### Source document
>> START

WESCO International, Inc. Form 8-K
 

 
 
SECURITIES AND EXCHANGE COMMISSION
Washington, D.C. 20549
 
FORM 8-K
CURRENT REPORT
Pursuant to Section 13 or 15(d) of the
Securities Exchange Act of 1934
Date of Report (Date of earliest event reported):
March 2, 2006 (March 2, 2006)
     
WESCO International, Inc.
 
(Exact name of registrant as specified in its charter)
         
Delaware   001-14989   25-1723342
         
(State or other jurisdiction
of incorporation)
  (Commission
File Number)
  (IRS Employer
Identification No.)
     
225 West Station Square Drive, Suite 700
Pittsburgh, Pennsylvania
  15219
     
(Address of principal executive offices)   (Zip code)
Registrant’s telephone number, including area code: (412) 454-2200
Check the appropriate box below if the Form 8-K filing is intended to simultaneously satisfy the filing obligation of the registrant under any of the following provisions (see General Instruction A.2.):
o Written communications pursuant to Rule 425 under the Securities Act (17 CFR 230.425)

>> END

### Exercises to complete
[a] Answer these from the filing:
(i) What is the date of the report?
(ii) What telephone number is listed for the registrant?
(iii) In which city and state are the principal executive offices?
[b] Reproduce the filing from "SECURITIES AND EXCHANGE" to "in its charter)".
The data below come from a source unrelated to the filing.

### Dataset section
>> START

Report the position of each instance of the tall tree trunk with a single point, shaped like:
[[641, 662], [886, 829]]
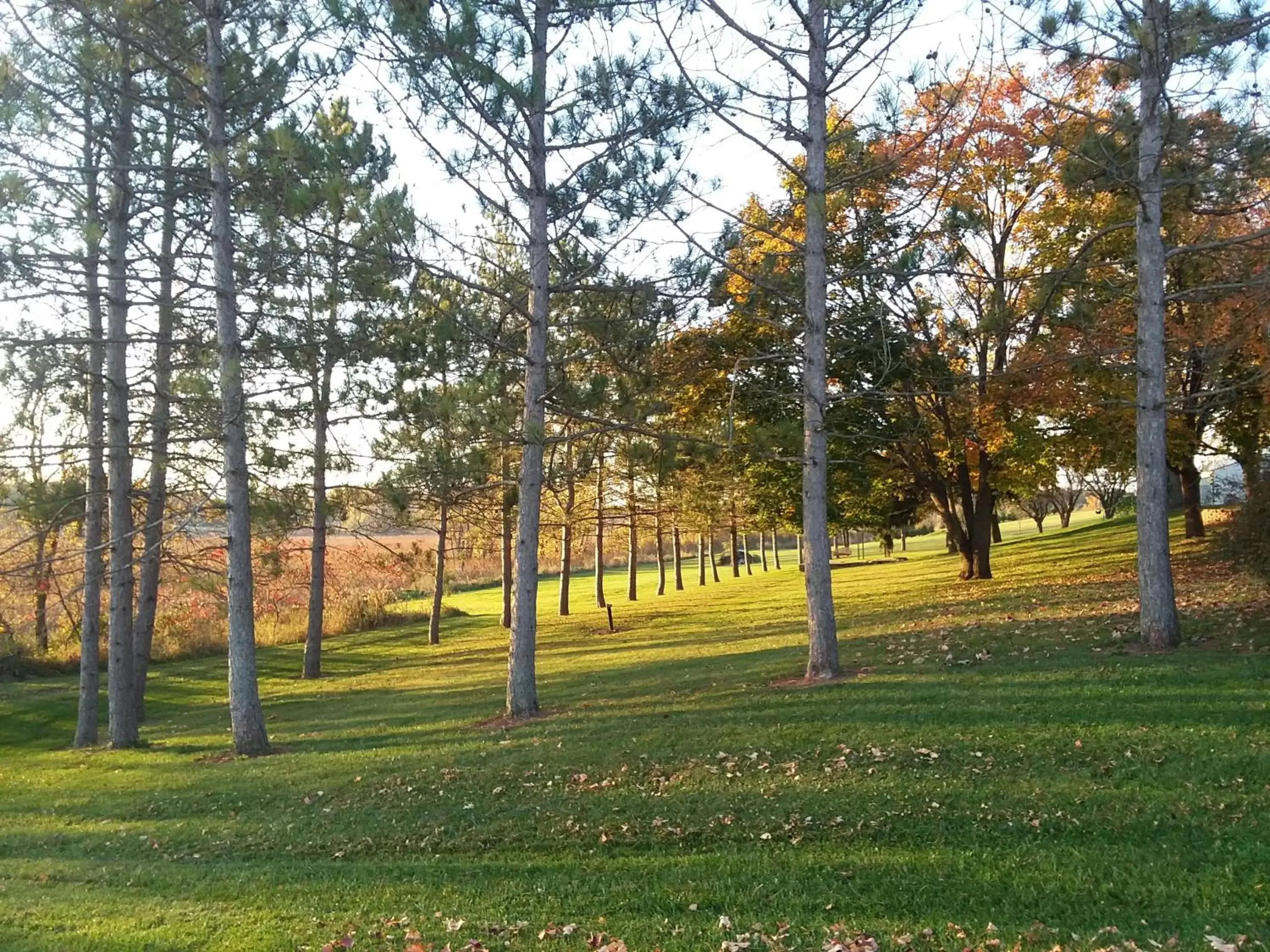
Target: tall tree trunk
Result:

>> END

### Expected answers
[a]
(i) March 2, 2006
(ii) (412) 454-2200
(iii) Pittsburgh, Pennsylvania

[b]
SECURITIES AND EXCHANGE COMMISSION
Washington, D.C. 20549
 
FORM 8-K
CURRENT REPORT
Pursuant to Section 13 or 15(d) of the
Securities Exchange Act of 1934
Date of Report (Date of earliest event reported):
March 2, 2006 (March 2, 2006)
     
WESCO International, Inc.
 
(Exact name of registrant as specified in its charter)